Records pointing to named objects
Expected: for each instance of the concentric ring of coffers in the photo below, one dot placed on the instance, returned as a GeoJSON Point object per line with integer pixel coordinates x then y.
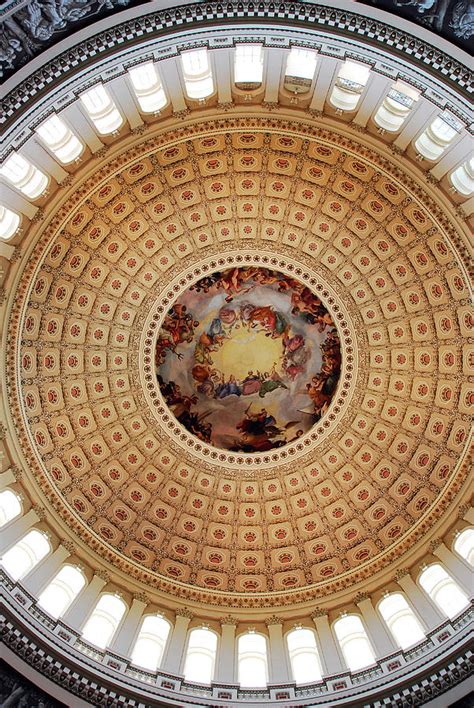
{"type": "Point", "coordinates": [377, 482]}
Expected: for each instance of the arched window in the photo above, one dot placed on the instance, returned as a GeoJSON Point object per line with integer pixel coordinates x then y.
{"type": "Point", "coordinates": [252, 660]}
{"type": "Point", "coordinates": [464, 545]}
{"type": "Point", "coordinates": [62, 590]}
{"type": "Point", "coordinates": [462, 178]}
{"type": "Point", "coordinates": [401, 620]}
{"type": "Point", "coordinates": [148, 88]}
{"type": "Point", "coordinates": [101, 110]}
{"type": "Point", "coordinates": [10, 506]}
{"type": "Point", "coordinates": [438, 135]}
{"type": "Point", "coordinates": [304, 657]}
{"type": "Point", "coordinates": [25, 554]}
{"type": "Point", "coordinates": [354, 642]}
{"type": "Point", "coordinates": [9, 223]}
{"type": "Point", "coordinates": [396, 106]}
{"type": "Point", "coordinates": [60, 139]}
{"type": "Point", "coordinates": [27, 178]}
{"type": "Point", "coordinates": [442, 589]}
{"type": "Point", "coordinates": [197, 73]}
{"type": "Point", "coordinates": [200, 656]}
{"type": "Point", "coordinates": [248, 66]}
{"type": "Point", "coordinates": [150, 644]}
{"type": "Point", "coordinates": [349, 86]}
{"type": "Point", "coordinates": [104, 620]}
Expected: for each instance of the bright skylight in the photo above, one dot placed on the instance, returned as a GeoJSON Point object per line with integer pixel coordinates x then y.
{"type": "Point", "coordinates": [9, 223]}
{"type": "Point", "coordinates": [462, 178]}
{"type": "Point", "coordinates": [102, 110]}
{"type": "Point", "coordinates": [148, 88]}
{"type": "Point", "coordinates": [104, 620]}
{"type": "Point", "coordinates": [27, 178]}
{"type": "Point", "coordinates": [200, 656]}
{"type": "Point", "coordinates": [443, 590]}
{"type": "Point", "coordinates": [354, 642]}
{"type": "Point", "coordinates": [58, 137]}
{"type": "Point", "coordinates": [248, 66]}
{"type": "Point", "coordinates": [301, 63]}
{"type": "Point", "coordinates": [350, 83]}
{"type": "Point", "coordinates": [304, 657]}
{"type": "Point", "coordinates": [25, 554]}
{"type": "Point", "coordinates": [62, 590]}
{"type": "Point", "coordinates": [197, 73]}
{"type": "Point", "coordinates": [401, 620]}
{"type": "Point", "coordinates": [436, 137]}
{"type": "Point", "coordinates": [396, 106]}
{"type": "Point", "coordinates": [10, 505]}
{"type": "Point", "coordinates": [150, 643]}
{"type": "Point", "coordinates": [252, 660]}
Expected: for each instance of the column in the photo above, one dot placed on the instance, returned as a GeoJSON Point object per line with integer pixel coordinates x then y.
{"type": "Point", "coordinates": [79, 611]}
{"type": "Point", "coordinates": [278, 664]}
{"type": "Point", "coordinates": [39, 577]}
{"type": "Point", "coordinates": [378, 88]}
{"type": "Point", "coordinates": [34, 151]}
{"type": "Point", "coordinates": [330, 656]}
{"type": "Point", "coordinates": [170, 77]}
{"type": "Point", "coordinates": [17, 529]}
{"type": "Point", "coordinates": [275, 59]}
{"type": "Point", "coordinates": [453, 157]}
{"type": "Point", "coordinates": [222, 67]}
{"type": "Point", "coordinates": [379, 636]}
{"type": "Point", "coordinates": [174, 655]}
{"type": "Point", "coordinates": [427, 610]}
{"type": "Point", "coordinates": [419, 118]}
{"type": "Point", "coordinates": [16, 201]}
{"type": "Point", "coordinates": [326, 72]}
{"type": "Point", "coordinates": [125, 102]}
{"type": "Point", "coordinates": [82, 126]}
{"type": "Point", "coordinates": [225, 669]}
{"type": "Point", "coordinates": [456, 567]}
{"type": "Point", "coordinates": [125, 637]}
{"type": "Point", "coordinates": [7, 478]}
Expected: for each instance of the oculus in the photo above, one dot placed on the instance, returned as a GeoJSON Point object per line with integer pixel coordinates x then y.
{"type": "Point", "coordinates": [248, 359]}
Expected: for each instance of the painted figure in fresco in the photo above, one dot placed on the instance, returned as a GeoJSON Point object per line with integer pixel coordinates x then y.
{"type": "Point", "coordinates": [229, 388]}
{"type": "Point", "coordinates": [210, 403]}
{"type": "Point", "coordinates": [270, 382]}
{"type": "Point", "coordinates": [251, 384]}
{"type": "Point", "coordinates": [269, 319]}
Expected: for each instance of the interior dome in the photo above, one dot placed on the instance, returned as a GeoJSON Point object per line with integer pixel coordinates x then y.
{"type": "Point", "coordinates": [238, 362]}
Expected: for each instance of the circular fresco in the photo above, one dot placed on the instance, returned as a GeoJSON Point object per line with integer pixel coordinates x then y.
{"type": "Point", "coordinates": [248, 359]}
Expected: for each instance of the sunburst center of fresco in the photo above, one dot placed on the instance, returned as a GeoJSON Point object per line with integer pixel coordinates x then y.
{"type": "Point", "coordinates": [248, 359]}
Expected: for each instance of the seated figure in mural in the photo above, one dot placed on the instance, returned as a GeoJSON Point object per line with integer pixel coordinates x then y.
{"type": "Point", "coordinates": [270, 382]}
{"type": "Point", "coordinates": [229, 388]}
{"type": "Point", "coordinates": [251, 384]}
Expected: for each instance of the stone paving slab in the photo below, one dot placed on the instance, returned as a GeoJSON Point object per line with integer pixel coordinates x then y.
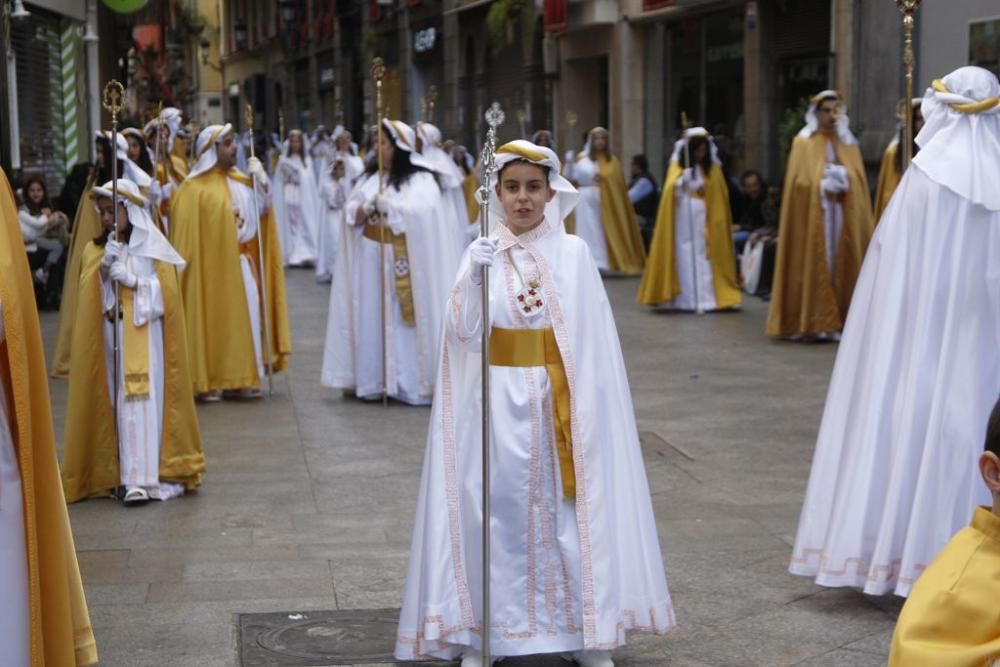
{"type": "Point", "coordinates": [309, 497]}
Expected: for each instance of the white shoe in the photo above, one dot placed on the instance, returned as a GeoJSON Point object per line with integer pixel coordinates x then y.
{"type": "Point", "coordinates": [593, 658]}
{"type": "Point", "coordinates": [135, 495]}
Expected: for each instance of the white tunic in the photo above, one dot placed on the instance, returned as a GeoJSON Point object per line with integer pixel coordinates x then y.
{"type": "Point", "coordinates": [566, 575]}
{"type": "Point", "coordinates": [894, 475]}
{"type": "Point", "coordinates": [588, 210]}
{"type": "Point", "coordinates": [297, 210]}
{"type": "Point", "coordinates": [15, 633]}
{"type": "Point", "coordinates": [140, 421]}
{"type": "Point", "coordinates": [690, 217]}
{"type": "Point", "coordinates": [352, 357]}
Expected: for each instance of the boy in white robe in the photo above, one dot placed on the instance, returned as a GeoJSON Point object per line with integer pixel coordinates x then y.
{"type": "Point", "coordinates": [576, 562]}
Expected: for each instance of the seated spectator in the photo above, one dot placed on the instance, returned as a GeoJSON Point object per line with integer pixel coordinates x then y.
{"type": "Point", "coordinates": [757, 261]}
{"type": "Point", "coordinates": [950, 617]}
{"type": "Point", "coordinates": [43, 230]}
{"type": "Point", "coordinates": [749, 214]}
{"type": "Point", "coordinates": [645, 197]}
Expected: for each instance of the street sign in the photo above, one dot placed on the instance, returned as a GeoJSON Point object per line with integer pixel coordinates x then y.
{"type": "Point", "coordinates": [125, 6]}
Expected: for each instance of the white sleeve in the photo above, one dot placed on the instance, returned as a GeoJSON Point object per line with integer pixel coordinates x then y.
{"type": "Point", "coordinates": [148, 300]}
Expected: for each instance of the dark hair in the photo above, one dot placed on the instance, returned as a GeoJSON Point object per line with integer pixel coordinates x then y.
{"type": "Point", "coordinates": [693, 144]}
{"type": "Point", "coordinates": [400, 169]}
{"type": "Point", "coordinates": [33, 208]}
{"type": "Point", "coordinates": [102, 172]}
{"type": "Point", "coordinates": [545, 169]}
{"type": "Point", "coordinates": [144, 162]}
{"type": "Point", "coordinates": [993, 431]}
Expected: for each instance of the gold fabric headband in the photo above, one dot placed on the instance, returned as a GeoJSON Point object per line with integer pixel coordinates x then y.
{"type": "Point", "coordinates": [966, 107]}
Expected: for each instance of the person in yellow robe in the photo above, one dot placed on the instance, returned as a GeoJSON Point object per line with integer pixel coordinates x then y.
{"type": "Point", "coordinates": [86, 226]}
{"type": "Point", "coordinates": [826, 223]}
{"type": "Point", "coordinates": [950, 617]}
{"type": "Point", "coordinates": [694, 211]}
{"type": "Point", "coordinates": [44, 621]}
{"type": "Point", "coordinates": [159, 453]}
{"type": "Point", "coordinates": [171, 168]}
{"type": "Point", "coordinates": [891, 171]}
{"type": "Point", "coordinates": [215, 229]}
{"type": "Point", "coordinates": [604, 217]}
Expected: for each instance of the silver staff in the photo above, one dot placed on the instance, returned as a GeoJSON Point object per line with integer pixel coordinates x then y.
{"type": "Point", "coordinates": [266, 353]}
{"type": "Point", "coordinates": [694, 244]}
{"type": "Point", "coordinates": [113, 100]}
{"type": "Point", "coordinates": [494, 118]}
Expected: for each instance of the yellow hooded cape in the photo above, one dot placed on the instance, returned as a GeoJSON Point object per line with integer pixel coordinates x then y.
{"type": "Point", "coordinates": [888, 180]}
{"type": "Point", "coordinates": [202, 231]}
{"type": "Point", "coordinates": [90, 464]}
{"type": "Point", "coordinates": [804, 300]}
{"type": "Point", "coordinates": [86, 227]}
{"type": "Point", "coordinates": [660, 282]}
{"type": "Point", "coordinates": [626, 252]}
{"type": "Point", "coordinates": [61, 635]}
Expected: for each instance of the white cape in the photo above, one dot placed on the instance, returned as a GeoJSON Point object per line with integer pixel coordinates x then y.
{"type": "Point", "coordinates": [894, 475]}
{"type": "Point", "coordinates": [353, 349]}
{"type": "Point", "coordinates": [581, 575]}
{"type": "Point", "coordinates": [298, 231]}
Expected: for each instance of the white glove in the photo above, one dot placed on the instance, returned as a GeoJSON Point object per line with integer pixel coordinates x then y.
{"type": "Point", "coordinates": [481, 253]}
{"type": "Point", "coordinates": [120, 274]}
{"type": "Point", "coordinates": [255, 167]}
{"type": "Point", "coordinates": [113, 251]}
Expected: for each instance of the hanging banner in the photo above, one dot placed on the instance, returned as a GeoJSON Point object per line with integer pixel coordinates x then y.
{"type": "Point", "coordinates": [125, 6]}
{"type": "Point", "coordinates": [554, 15]}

_STATED PROBLEM:_ Format the lines from the one containing "Expected: for each instance of the white glove" through the end of the material as a JSON list of strings, one string per line, with both ends included and blank lines omitted.

_ANSWER TO THE PROBLEM:_
[
  "Expected: for each instance of the white glove in the photo above, one dot placed on the instance, returned as a GeoJSON Point object per line with integer pixel coordinates x then y.",
  "{\"type\": \"Point\", \"coordinates\": [481, 253]}",
  "{\"type\": \"Point\", \"coordinates\": [120, 274]}",
  "{\"type\": \"Point\", \"coordinates\": [255, 167]}",
  "{\"type\": \"Point\", \"coordinates\": [113, 251]}",
  "Expected: for each instance of the hanging banner in the photo above, one dot placed on the instance, returned as a GeoJSON Point object per line with integer pixel coordinates x then y.",
  "{\"type\": \"Point\", \"coordinates\": [125, 6]}",
  "{\"type\": \"Point\", \"coordinates\": [554, 15]}"
]